READING TEXT:
Some days just don’t go as planned, and 22 June 1869 was certainly one of those day for the Elphick family of Adelaide.
There’s certain words when researching that grab a researchers attention. One being the phrase ‘sudden death’ with another being ‘inquest’. Both of these we terms I came across in the newspapers on Trove, when looking for info on Mr Lonetester’s 3x great grandpa, William Kennard Elphick.
I imagine that Tuesday the 22nd of June 1869 started out as a fairly standard day for the Elphick family of Adelaide. William Kennard Elphick was out and about, and made his way to the Adelaide Railway Station on North Terrace by late afternoon, either to head out or head home. However that’s when tragedy struck.
While walking down the stairs William collapsed, and died …
INQUEST ON MR W.K. ELPHICK
On Wednesday, Mr. T. Ward, J.P., held an inquest at the Adelaide Hospital, for the purpose of ascertaining the cause of the death of William Kennard Elphick. A Jury of 13 having been empanelled, and Mr. J. M. Dowie chosen foreman, the following evidence was taken, after the body had been viewed:— James March Stacy, bootmaker, said yesterday afternoon about 4.20 he was at the Railway Station. Saw a crowd assembled carrying the deceased, whose body he had just seen in the dead-house. Recognised it as that of W. K. Elphick, late of the Burra Mine. Some females bathed his head with cold water. Felt his pulse, and found only one pulsation. Then placed his hand on the heart, which had ceased to beat. Dr. Phillips then came in. Left the deceased in charge of the police, and afterwards communicated with his friends. By a Juror—The cold water was applied whilst he was feeling the pulse of the deceased.

STUDY MATERIAL:
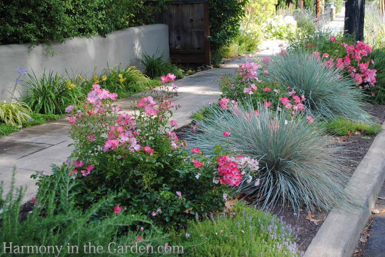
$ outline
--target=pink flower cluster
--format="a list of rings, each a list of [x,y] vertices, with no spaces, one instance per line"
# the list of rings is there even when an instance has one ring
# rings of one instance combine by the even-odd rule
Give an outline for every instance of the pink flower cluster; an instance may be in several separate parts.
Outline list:
[[[294,90],[288,93],[289,97],[293,95],[295,93],[295,91],[294,91]],[[290,99],[286,96],[285,97],[280,97],[280,101],[288,109],[292,108],[293,111],[291,112],[291,114],[294,115],[294,114],[296,112],[299,113],[301,111],[305,108],[305,106],[301,102],[304,101],[306,99],[306,98],[305,98],[305,96],[303,95],[301,96],[300,98],[298,96],[295,95],[291,97],[292,99]],[[291,100],[294,100],[293,103],[294,104],[290,103],[290,102]]]
[[[242,180],[242,176],[235,161],[230,160],[228,156],[219,156],[217,159],[219,162],[218,172],[221,177],[219,178],[221,184],[228,184],[230,186],[238,186]]]
[[[244,64],[239,65],[239,68],[236,73],[242,77],[243,81],[255,79],[259,82],[259,80],[257,76],[256,72],[258,68],[258,65],[256,63],[248,61]]]
[[[246,173],[245,169],[253,171],[256,171],[259,169],[258,161],[249,157],[239,155],[236,158],[234,156],[230,158],[228,156],[224,155],[218,157],[217,161],[219,162],[218,172],[219,176],[221,176],[218,178],[219,182],[221,184],[228,184],[230,186],[234,185],[238,186],[239,185],[242,180],[242,175]],[[240,169],[243,170],[241,172]]]
[[[115,121],[116,124],[109,126],[108,137],[104,143],[104,152],[114,150],[118,146],[131,151],[139,151],[141,146],[135,138],[139,135],[139,132],[135,130],[135,121],[132,118],[129,114],[122,113]]]
[[[176,76],[175,75],[169,73],[168,74],[167,74],[167,75],[166,76],[163,76],[161,77],[161,82],[162,83],[164,84],[166,82],[168,82],[169,81],[170,79],[171,79],[171,80],[172,80],[172,81],[175,81],[175,78],[176,78]],[[173,86],[173,87],[175,88],[175,87],[174,87]],[[178,89],[177,88],[176,88],[176,89]]]
[[[92,88],[93,89],[91,90],[87,95],[87,103],[92,104],[94,106],[94,108],[89,111],[88,113],[90,115],[93,115],[95,112],[103,113],[105,111],[105,110],[101,107],[102,100],[109,99],[112,101],[115,101],[118,95],[116,93],[111,93],[108,90],[101,89],[100,88],[100,85],[98,84],[92,85]],[[87,108],[85,105],[84,108],[85,109]],[[119,108],[119,107],[117,108]],[[83,114],[80,110],[78,110],[77,113],[73,117],[71,117],[69,113],[72,111],[74,108],[73,106],[70,105],[65,108],[65,112],[69,113],[67,121],[71,125],[74,125],[76,122],[77,118]]]
[[[332,42],[337,43],[335,38],[333,36],[331,37],[330,40]],[[374,86],[374,83],[376,83],[377,71],[368,68],[369,63],[368,61],[362,61],[363,57],[367,56],[368,53],[372,53],[372,47],[360,41],[357,41],[355,46],[353,45],[349,45],[346,43],[341,43],[341,45],[346,50],[346,54],[343,58],[338,57],[334,60],[331,57],[329,60],[324,61],[322,63],[327,68],[332,67],[335,64],[336,67],[340,70],[345,69],[350,74],[351,78],[354,78],[355,82],[358,85],[364,83],[366,83],[363,85],[365,88]],[[317,60],[320,60],[321,57],[328,58],[330,55],[325,53],[321,56],[320,53],[315,51],[311,56],[315,56]],[[371,61],[374,64],[372,60]],[[356,64],[352,63],[352,61]],[[357,66],[355,67],[355,65]]]
[[[84,167],[85,164],[84,162],[80,160],[74,161],[73,159],[71,158],[67,159],[67,160],[65,161],[65,166],[67,169],[68,170],[70,170],[69,172],[69,174],[70,176],[74,175],[72,176],[72,179],[74,180],[75,180],[75,179],[76,178],[76,173],[78,171],[77,169],[76,168],[80,167],[80,172],[83,177],[86,177],[87,175],[91,173],[91,171],[95,167],[95,166],[92,165]],[[84,167],[82,168],[84,169],[82,169],[81,167]]]

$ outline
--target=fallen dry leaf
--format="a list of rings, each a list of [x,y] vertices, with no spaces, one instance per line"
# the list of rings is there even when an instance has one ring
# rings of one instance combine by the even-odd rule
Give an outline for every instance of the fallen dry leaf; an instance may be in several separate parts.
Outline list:
[[[188,213],[190,211],[191,211],[192,209],[192,207],[190,207],[190,208],[188,208],[188,209],[186,209],[186,210],[184,211],[184,212],[186,212],[186,214]]]
[[[316,216],[315,215],[312,215],[311,212],[310,211],[308,211],[308,216],[306,216],[306,217],[305,218],[306,219],[309,220],[309,221],[311,221],[311,220],[313,219],[311,218],[311,217],[315,217],[315,216]]]
[[[235,196],[235,199],[238,200],[243,200],[247,202],[247,203],[250,204],[253,202],[253,200],[247,197],[247,195],[244,193],[242,193]]]
[[[360,239],[360,241],[363,243],[365,243],[366,242],[367,238],[369,235],[370,235],[365,233],[365,234],[361,236],[361,238]]]
[[[233,209],[233,207],[234,206],[234,204],[235,204],[235,203],[238,201],[238,200],[236,199],[235,198],[230,199],[227,202],[225,202],[224,207],[228,209],[229,210],[231,211]]]

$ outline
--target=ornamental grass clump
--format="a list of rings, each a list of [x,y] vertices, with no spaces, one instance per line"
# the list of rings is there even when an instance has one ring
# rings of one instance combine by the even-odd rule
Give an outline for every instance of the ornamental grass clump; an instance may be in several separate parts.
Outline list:
[[[277,81],[304,95],[305,107],[313,116],[370,122],[372,117],[365,110],[365,95],[354,86],[353,79],[343,76],[331,62],[319,55],[300,49],[282,52],[265,65],[268,73],[260,78]]]
[[[29,79],[23,90],[25,95],[22,98],[33,111],[42,113],[62,114],[70,104],[80,105],[85,98],[86,92],[83,88],[65,81],[63,77],[50,71],[38,78],[32,71],[33,76],[28,74]]]
[[[238,191],[263,206],[289,204],[299,211],[304,206],[324,210],[357,206],[345,189],[350,176],[340,157],[343,149],[316,129],[312,117],[293,115],[286,108],[275,111],[260,104],[257,112],[244,106],[229,104],[228,110],[217,108],[195,121],[196,133],[187,141],[206,152],[228,144],[229,149],[258,160],[257,172],[246,174],[253,182],[243,180]],[[231,133],[228,142],[226,131]]]

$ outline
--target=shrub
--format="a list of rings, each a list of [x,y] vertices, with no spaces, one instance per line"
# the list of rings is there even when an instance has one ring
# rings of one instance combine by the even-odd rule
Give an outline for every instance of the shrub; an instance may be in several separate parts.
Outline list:
[[[37,245],[38,248],[28,249],[28,255],[33,256],[45,255],[43,254],[44,248],[40,249],[40,246],[42,245],[47,247],[46,250],[49,249],[53,255],[54,252],[56,256],[65,256],[66,253],[71,254],[72,251],[80,255],[83,255],[83,253],[96,253],[95,249],[100,246],[102,250],[99,248],[98,255],[101,256],[110,256],[109,246],[111,252],[114,249],[117,252],[118,246],[122,245],[128,246],[127,256],[133,256],[137,254],[132,253],[131,247],[136,245],[138,247],[140,245],[145,247],[152,244],[156,249],[156,245],[162,245],[167,240],[168,235],[161,234],[160,230],[147,219],[132,216],[124,210],[117,214],[113,213],[105,217],[98,222],[92,221],[90,218],[93,213],[100,209],[104,201],[108,200],[104,197],[85,211],[76,208],[74,194],[70,190],[76,182],[72,181],[68,173],[61,174],[54,182],[60,192],[59,196],[63,201],[57,206],[55,192],[40,187],[36,198],[32,198],[35,202],[35,206],[30,213],[27,214],[26,219],[20,221],[18,219],[20,204],[25,191],[22,187],[15,189],[14,183],[13,179],[11,190],[5,199],[0,197],[0,209],[2,210],[0,213],[0,240],[7,242],[2,244],[2,247],[8,247],[12,245],[12,251],[15,255],[18,255],[15,252],[15,245]],[[2,187],[0,192],[2,192]],[[57,212],[57,208],[60,211]],[[148,224],[152,229],[151,231],[146,230],[145,233],[140,231],[140,227],[133,225],[139,221]],[[122,233],[123,228],[126,230]],[[131,230],[127,230],[127,228]],[[110,244],[111,242],[115,244]],[[89,244],[96,247],[93,249],[90,248]],[[57,248],[48,248],[49,245],[57,246]],[[22,250],[24,253],[27,253],[27,249],[20,249],[20,253]],[[125,250],[119,253],[123,253]],[[9,254],[11,250],[4,249],[1,252]]]
[[[170,78],[175,77],[162,79]],[[62,165],[54,167],[53,175],[40,178],[40,187],[58,194],[53,183],[60,174],[69,174],[77,181],[72,189],[76,206],[86,210],[105,196],[110,199],[94,212],[95,220],[111,215],[118,204],[164,228],[223,206],[224,184],[238,184],[239,172],[233,174],[232,184],[224,178],[224,184],[213,183],[219,181],[213,173],[216,159],[184,148],[185,143],[169,131],[177,126],[175,122],[166,125],[173,108],[179,107],[171,101],[174,95],[164,87],[158,93],[151,91],[139,101],[132,116],[119,114],[119,107],[112,105],[116,93],[94,85],[86,108],[66,110],[77,150]],[[218,156],[228,155],[216,149]]]
[[[276,15],[262,24],[264,37],[268,39],[286,39],[295,34],[297,22],[290,15]]]
[[[243,202],[229,213],[191,222],[186,230],[172,243],[184,245],[186,256],[301,256],[294,242],[295,229]]]
[[[258,176],[249,174],[257,181],[244,180],[235,189],[263,206],[290,204],[299,211],[303,204],[324,210],[358,206],[354,193],[345,189],[350,176],[340,157],[343,149],[316,130],[311,117],[261,104],[256,113],[252,106],[244,105],[229,104],[229,111],[214,109],[203,121],[194,121],[198,133],[188,141],[207,153],[213,145],[228,144],[229,149],[258,159]],[[221,136],[224,130],[231,133],[228,143]]]
[[[370,122],[371,116],[365,111],[367,104],[363,103],[365,95],[352,86],[352,79],[343,77],[338,69],[324,60],[308,51],[283,53],[266,62],[268,73],[264,77],[304,95],[305,106],[314,116],[327,119],[342,116]]]
[[[4,1],[4,3],[5,2]],[[8,1],[0,9],[0,44],[64,41],[149,24],[143,0],[32,0]]]

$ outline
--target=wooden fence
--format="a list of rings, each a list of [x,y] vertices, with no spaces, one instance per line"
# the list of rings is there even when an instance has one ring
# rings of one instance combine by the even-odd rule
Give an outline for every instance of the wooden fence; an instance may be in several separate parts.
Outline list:
[[[169,26],[170,57],[174,62],[211,65],[208,0],[172,0],[154,13],[156,23]]]

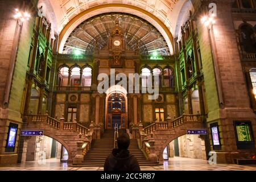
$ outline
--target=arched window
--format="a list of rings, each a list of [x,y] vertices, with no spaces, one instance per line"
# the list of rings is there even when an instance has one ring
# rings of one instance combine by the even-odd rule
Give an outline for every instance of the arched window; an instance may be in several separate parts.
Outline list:
[[[252,68],[250,70],[250,76],[253,85],[253,93],[256,100],[256,68]]]
[[[68,86],[68,67],[63,67],[60,69],[59,73],[59,85],[60,86]]]
[[[240,27],[240,30],[243,51],[247,53],[256,52],[256,43],[253,28],[249,25],[244,24]]]
[[[171,87],[174,86],[174,72],[170,68],[166,68],[163,71],[164,76],[164,86]]]
[[[119,93],[112,94],[108,100],[108,112],[112,113],[117,110],[121,113],[126,112],[125,98],[123,95]]]
[[[151,85],[151,83],[148,80],[148,77],[151,76],[151,72],[148,68],[143,68],[142,69],[142,86],[147,87]]]
[[[90,86],[92,85],[92,68],[86,67],[82,70],[82,85]]]
[[[161,70],[159,68],[155,68],[153,69],[153,76],[158,76],[159,78],[158,86],[161,86]]]
[[[81,85],[80,68],[75,67],[71,69],[71,86],[78,86]]]
[[[251,0],[241,0],[241,4],[243,8],[253,8]]]

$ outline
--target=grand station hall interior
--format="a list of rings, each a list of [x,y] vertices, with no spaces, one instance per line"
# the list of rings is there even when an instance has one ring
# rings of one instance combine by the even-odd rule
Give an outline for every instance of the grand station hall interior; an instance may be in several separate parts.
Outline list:
[[[256,0],[0,1],[0,171],[256,171]]]

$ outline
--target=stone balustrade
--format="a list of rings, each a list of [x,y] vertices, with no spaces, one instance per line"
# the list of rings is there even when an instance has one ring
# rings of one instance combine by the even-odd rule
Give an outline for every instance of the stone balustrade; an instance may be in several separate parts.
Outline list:
[[[65,122],[64,118],[60,118],[60,121],[49,117],[48,114],[28,115],[26,116],[28,123],[45,123],[48,126],[60,130],[73,130],[77,133],[86,135],[89,129],[77,124],[76,121],[73,122]]]
[[[154,122],[144,128],[140,122],[137,126],[139,137],[137,138],[139,139],[142,150],[147,158],[152,162],[163,160],[161,154],[171,139],[186,134],[188,128],[200,128],[202,126],[201,117],[199,114],[184,114],[167,120]]]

STUDY QUESTIONS:
[A] Using the text about William Kennard Elphick's death, mark each statement below yes or no, and quote the words from the text that decide it.
(i) The inquest took place at the Adelaide Hospital.
(ii) Twelve jurors were empanelled for the inquest.
(iii) James March Stacy bathed the deceased's head with cold water.
[B] Write a continuation of the text about William Kennard Elphick's death, starting after its last sentence.

SOLVED PROBLEMS:
[A]
(i) Yes: "held an inquest at the Adelaide Hospital"
(ii) No: "A Jury of 13 having been empanelled"
(iii) No: "Some females bathed his head with cold water."

[B]
James Phillips, surgeon, said he had made a postmortem, examination of the deceased, and on examining the heart found certain portions of it in a greatly dilated state. One part in particular was excessively attenuated. There was fatty degeneration of the structure of the heart, and the arteries which supply the tissues of the heart with blood were ossified. Found also the surface of the brain in a congested state. There was a sudden cessation of the action of the heart from want of power to carry on the circulation. This was undoubtedly the cause of death.
Herbert D. Gouge deposed to being at the Railway Station on Tuesday, and seeing the deceased coming down the terrace towards the station. He came outside, and as witness was about to speak to him, deceased made a plunge forward. The messenger of the Hospital came up and helped witness to carry him into the waiting-room. He did not speak, but groaned heavily once or twice. Dr. Phillips arrived about 10 minutes afterwards. By a Juror—Deceased did not appear to have been walking fast. The Coroner then summed up, and a verdict to the effect that the deceased died from disease of the heart was returned. [The South Australian Advertiser, p. 3. 24 June 1869. http://nla.gov.au/nla.news-article31990554]
It is obvious that William Elphick was someone of note, as every South Australian newspaper that is currently on Trove, has details of his death, and inquest. Mind you having lived and worked not only in Adelaide, but also at Burra, and in Western Australia as well, it’s not really that surprising.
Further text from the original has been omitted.